REQUEST: Omit every picture while repeating the entries exactly.

RECORD EXCERPTS:
# # #

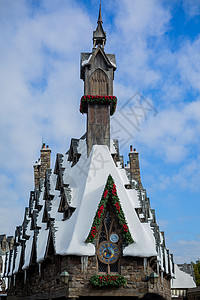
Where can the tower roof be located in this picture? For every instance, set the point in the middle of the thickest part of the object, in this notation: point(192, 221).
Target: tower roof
point(99, 35)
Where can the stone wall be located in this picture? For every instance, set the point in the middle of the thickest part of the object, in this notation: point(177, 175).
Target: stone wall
point(47, 284)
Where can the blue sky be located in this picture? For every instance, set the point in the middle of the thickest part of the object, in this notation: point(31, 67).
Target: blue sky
point(157, 47)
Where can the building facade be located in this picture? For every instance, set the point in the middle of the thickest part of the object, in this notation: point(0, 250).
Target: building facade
point(89, 229)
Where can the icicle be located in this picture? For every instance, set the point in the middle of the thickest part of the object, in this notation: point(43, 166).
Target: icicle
point(84, 263)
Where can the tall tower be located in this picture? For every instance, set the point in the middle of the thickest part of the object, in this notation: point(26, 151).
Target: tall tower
point(97, 72)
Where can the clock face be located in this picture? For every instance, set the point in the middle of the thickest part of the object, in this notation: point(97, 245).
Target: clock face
point(114, 238)
point(108, 252)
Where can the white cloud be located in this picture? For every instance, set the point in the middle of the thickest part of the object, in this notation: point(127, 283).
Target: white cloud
point(188, 59)
point(191, 7)
point(172, 132)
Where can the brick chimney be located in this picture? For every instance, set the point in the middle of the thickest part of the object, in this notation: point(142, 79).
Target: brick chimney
point(135, 166)
point(42, 164)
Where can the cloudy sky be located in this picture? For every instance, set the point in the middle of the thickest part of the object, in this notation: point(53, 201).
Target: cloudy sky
point(157, 47)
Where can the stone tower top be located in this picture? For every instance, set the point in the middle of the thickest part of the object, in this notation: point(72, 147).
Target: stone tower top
point(97, 72)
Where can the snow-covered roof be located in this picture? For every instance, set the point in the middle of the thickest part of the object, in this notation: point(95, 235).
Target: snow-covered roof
point(79, 186)
point(182, 280)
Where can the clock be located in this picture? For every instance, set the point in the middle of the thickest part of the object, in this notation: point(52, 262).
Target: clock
point(108, 253)
point(114, 238)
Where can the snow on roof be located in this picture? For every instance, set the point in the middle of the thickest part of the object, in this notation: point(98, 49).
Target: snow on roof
point(182, 280)
point(28, 251)
point(83, 184)
point(17, 259)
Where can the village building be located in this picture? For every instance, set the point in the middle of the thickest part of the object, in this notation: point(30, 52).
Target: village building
point(6, 244)
point(89, 229)
point(183, 283)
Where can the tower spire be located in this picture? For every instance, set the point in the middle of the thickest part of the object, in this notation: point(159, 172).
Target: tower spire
point(99, 35)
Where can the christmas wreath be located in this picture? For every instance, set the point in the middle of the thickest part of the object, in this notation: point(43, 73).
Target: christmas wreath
point(107, 280)
point(110, 192)
point(112, 100)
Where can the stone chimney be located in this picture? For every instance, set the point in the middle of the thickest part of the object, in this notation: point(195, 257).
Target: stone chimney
point(42, 164)
point(135, 166)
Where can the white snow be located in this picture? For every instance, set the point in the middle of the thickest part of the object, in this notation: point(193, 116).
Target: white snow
point(90, 177)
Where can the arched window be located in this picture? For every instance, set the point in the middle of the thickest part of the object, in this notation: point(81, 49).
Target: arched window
point(109, 244)
point(99, 83)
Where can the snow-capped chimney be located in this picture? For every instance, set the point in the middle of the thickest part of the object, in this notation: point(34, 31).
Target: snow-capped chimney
point(97, 72)
point(42, 164)
point(135, 166)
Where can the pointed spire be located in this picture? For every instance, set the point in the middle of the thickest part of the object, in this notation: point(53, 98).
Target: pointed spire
point(99, 35)
point(100, 17)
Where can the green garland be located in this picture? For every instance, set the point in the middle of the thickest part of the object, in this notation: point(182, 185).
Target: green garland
point(107, 280)
point(112, 100)
point(110, 192)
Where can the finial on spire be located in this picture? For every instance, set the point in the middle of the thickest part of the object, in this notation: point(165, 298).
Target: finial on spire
point(100, 17)
point(99, 35)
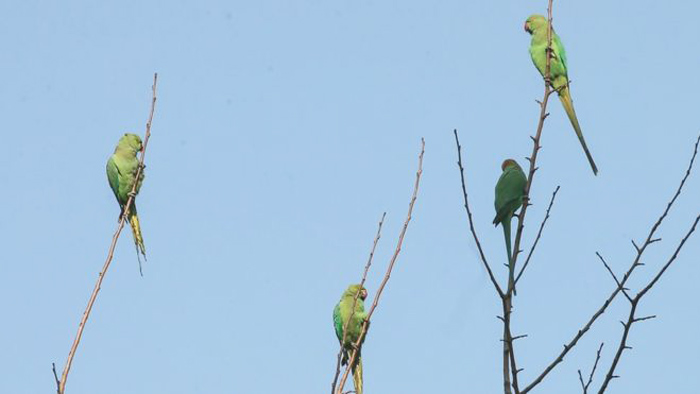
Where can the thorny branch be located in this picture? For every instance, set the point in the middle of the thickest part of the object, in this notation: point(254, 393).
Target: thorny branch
point(633, 308)
point(584, 386)
point(61, 385)
point(352, 313)
point(621, 285)
point(471, 221)
point(539, 234)
point(508, 298)
point(375, 302)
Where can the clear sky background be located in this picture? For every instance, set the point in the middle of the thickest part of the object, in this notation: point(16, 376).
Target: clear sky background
point(283, 130)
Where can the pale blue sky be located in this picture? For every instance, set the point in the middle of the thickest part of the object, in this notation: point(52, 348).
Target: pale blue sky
point(283, 130)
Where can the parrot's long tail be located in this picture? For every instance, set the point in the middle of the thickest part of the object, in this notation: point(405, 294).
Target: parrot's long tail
point(565, 98)
point(357, 374)
point(138, 237)
point(509, 251)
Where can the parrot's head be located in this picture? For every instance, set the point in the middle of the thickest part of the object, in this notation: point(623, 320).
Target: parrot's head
point(131, 142)
point(534, 23)
point(509, 163)
point(353, 290)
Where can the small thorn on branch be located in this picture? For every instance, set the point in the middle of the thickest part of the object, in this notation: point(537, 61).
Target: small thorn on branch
point(635, 246)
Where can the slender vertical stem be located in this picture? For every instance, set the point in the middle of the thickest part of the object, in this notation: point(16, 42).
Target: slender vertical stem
point(375, 302)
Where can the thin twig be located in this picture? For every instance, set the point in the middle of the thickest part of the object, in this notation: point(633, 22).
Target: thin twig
point(471, 221)
point(110, 253)
point(352, 311)
point(636, 263)
point(585, 386)
point(55, 377)
point(539, 234)
point(375, 302)
point(619, 285)
point(635, 301)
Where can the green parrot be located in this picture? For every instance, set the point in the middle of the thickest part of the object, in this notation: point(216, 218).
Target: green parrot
point(510, 191)
point(341, 315)
point(536, 25)
point(121, 174)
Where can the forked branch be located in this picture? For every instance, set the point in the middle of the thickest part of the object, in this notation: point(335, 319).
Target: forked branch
point(375, 302)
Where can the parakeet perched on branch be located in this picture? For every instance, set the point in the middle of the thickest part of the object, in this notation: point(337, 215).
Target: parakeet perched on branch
point(536, 25)
point(121, 174)
point(510, 191)
point(341, 315)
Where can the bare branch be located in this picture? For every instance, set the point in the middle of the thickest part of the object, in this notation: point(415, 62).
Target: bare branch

# # #

RESPONSE:
Where can the tower roof be located in this picture? For every instance, set the point in the middle of the thickest part of the object, in this notation: point(192, 221).
Target: tower roof
point(99, 35)
Where can the stone wall be located in this picture? For every instance, set the point in the middle of the thickest part of the object, in this notation: point(177, 175).
Target: stone wall
point(47, 284)
Where can the blue sky be located in this picture? For every instance, set the point in the middle of the thickest part of the object, in this notation: point(31, 67).
Target: blue sky
point(157, 47)
Where can the building facade be located in this picture? For every instance, set the point in the middle of the thickest part of the object, in this notation: point(0, 250).
Target: building facade
point(89, 229)
Where can the icicle be located in this picture? For every instance, set the point in the middle of the thickest part of the object, in this notation: point(43, 166).
Target: icicle
point(84, 263)
Where can the tall tower be located in this picture? For every instance, set the point in the middle of the thickest part of the object, in this notation: point(26, 151).
Target: tall tower
point(97, 72)
Where can the clock face be located in this picture? For every instance, set the point in the middle of the thickest part of the object, in this notation: point(97, 245).
Target: clock face
point(114, 238)
point(108, 252)
Where can the white cloud be located in this picture? For every instance, set the point in the middle of the thickest part of the object, in this notation: point(127, 283).
Target: white cloud
point(188, 59)
point(191, 7)
point(172, 132)
Where can the brick chimney be located in this picture? For every instance, set the point in the middle of the thickest part of the object, in this notation: point(142, 79).
Target: brick chimney
point(135, 166)
point(42, 164)
Where can the cloudy sky be located in this picture? For every instance, set the point in the middle of the thickest part of the object, in this notation: point(53, 201).
Target: cloudy sky
point(157, 47)
Where can the stone tower top be located in this picture? For every instance, set the point in the middle of the thickest part of the object, in this notation: point(72, 147).
Target: stone tower top
point(97, 72)
Where can the snow-covered roof be located in this picture? For every instance, set the point in the middle of the thickest part of the object, in this notation: point(95, 235).
Target: snow-covered roof
point(79, 186)
point(182, 280)
Where can the clock be located in this picture? For every instance, set the point in the middle of the thickest part of the object, in this notation: point(52, 262).
Target: clock
point(108, 253)
point(114, 238)
Where can the snow on roof be located in this picture? For every instance, set the point in the middle of the thickest part of the object, in this notation: point(98, 49).
Target: snow on roof
point(182, 280)
point(28, 251)
point(83, 184)
point(17, 259)
Where can the village building be located in this picture? For every instance, set the point in the middle of the thickest part of the object, in this notation: point(30, 52).
Target: village building
point(6, 244)
point(89, 229)
point(183, 283)
Where can the tower spire be located in this picture? For every instance, set the point in the middle of the thickest part of the object, in this notation: point(159, 172).
Target: tower spire
point(99, 35)
Where can the christmas wreath be located in this picture? For every instance, set the point in the middle of the thickest part of the object, in this notation: point(43, 73).
Target: christmas wreath
point(107, 280)
point(110, 192)
point(112, 100)
Where can the stone chimney be located in this picture? For every instance, set the point in the middle of the thickest part of the object, in this notation: point(195, 257).
Target: stone chimney
point(42, 164)
point(135, 166)
Where can the white snow be located in this picture? For every instance, set the point in the middle of the thickest part of the object, in this notation: point(193, 116).
Target: white snow
point(90, 177)
Where can the arched window be located in this picture? For every instance, set the point in the middle of the thickest part of the object, in this notation: point(81, 49).
Target: arched window
point(109, 244)
point(99, 83)
Where can the snow-capped chimney be located in this picture? For every instance, set the point in the middle of the thickest part of the object, in this notation: point(34, 31).
Target: snow-capped chimney
point(97, 72)
point(42, 164)
point(135, 166)
Where can the pointed spire be located in this picture? For every instance, set the point in the middle of the thickest part of the object, in this notation: point(53, 98).
Target: pointed spire
point(99, 35)
point(100, 17)
Where can the green garland be located in this picture? For every instance, set the point in the middle of the thickest part of the object, in this notation: point(182, 185).
Target: green garland
point(107, 280)
point(112, 100)
point(110, 192)
Where can the finial on spire be located in this picture? For every instance, set the point in the middle of the thickest part of the object, in this notation: point(165, 298).
Target: finial on spire
point(100, 17)
point(99, 35)
Where can the thorny branch be located in this picture? For every instance, set the point in the middle of the thickest part of the object, in this notation: point(254, 393).
Target: thorny branch
point(633, 308)
point(584, 386)
point(61, 385)
point(352, 313)
point(621, 285)
point(471, 221)
point(539, 234)
point(508, 298)
point(375, 302)
Where can the clear sky background be located in this picture? For every instance, set the point in the middle of the thickest part of the object, in this notation: point(16, 376).
Target: clear sky background
point(283, 130)
Where can the pale blue sky be located in this picture? For every instance, set the point in the middle of the thickest part of the object, in this notation: point(52, 348).
Target: pale blue sky
point(283, 130)
Where can the parrot's long tail be located in this picture? For every instance, set the point in the middle of the thickest part of the object, in this notation: point(405, 294).
Target: parrot's long tail
point(565, 98)
point(357, 374)
point(138, 237)
point(509, 251)
Where can the parrot's head be located in this picture? For every instance, set the point in the middle of the thickest part of the object, in this notation: point(623, 320).
Target: parrot's head
point(131, 142)
point(534, 23)
point(509, 163)
point(353, 290)
Where can the small thorn on branch be located in this picture? For every instance, set the point in the middle of the thickest part of the object, in this notation: point(537, 61).
Target: small thorn on branch
point(635, 246)
Where can the slender vertical stem be located in this picture? For every instance, set the point in the middle of the thickest part of the object, in this notation: point(16, 42).
Target: slender vertical stem
point(375, 302)
Where can the thin twig be located in this picture? For every instance, set the point in the middle of the thickest part of the object, in this notation: point(633, 22).
Target: thin twig
point(471, 221)
point(110, 253)
point(352, 311)
point(636, 263)
point(585, 386)
point(55, 377)
point(539, 234)
point(375, 302)
point(619, 285)
point(635, 301)
Where can the green parrot be located in this picture? For every instance, set the point in the middle of the thickest part of the object, in this notation: point(216, 218).
Target: green parrot
point(510, 191)
point(341, 315)
point(536, 25)
point(121, 174)
Where can the forked branch be located in this picture? For every instance, set the point in the middle of the thickest part of the object, in this notation: point(335, 319).
Target: forked branch
point(375, 302)
Where can the parakeet perched on branch be located in this picture? For every instance, set the point in the middle of the thickest part of the object, in this notation: point(337, 215).
Target: parakeet perched on branch
point(536, 25)
point(121, 174)
point(510, 191)
point(341, 315)
Where can the bare branch be located in this picture? For every instance, set the point in the middle of the thickest part of the object, in this notation: point(415, 62).
Target: bare branch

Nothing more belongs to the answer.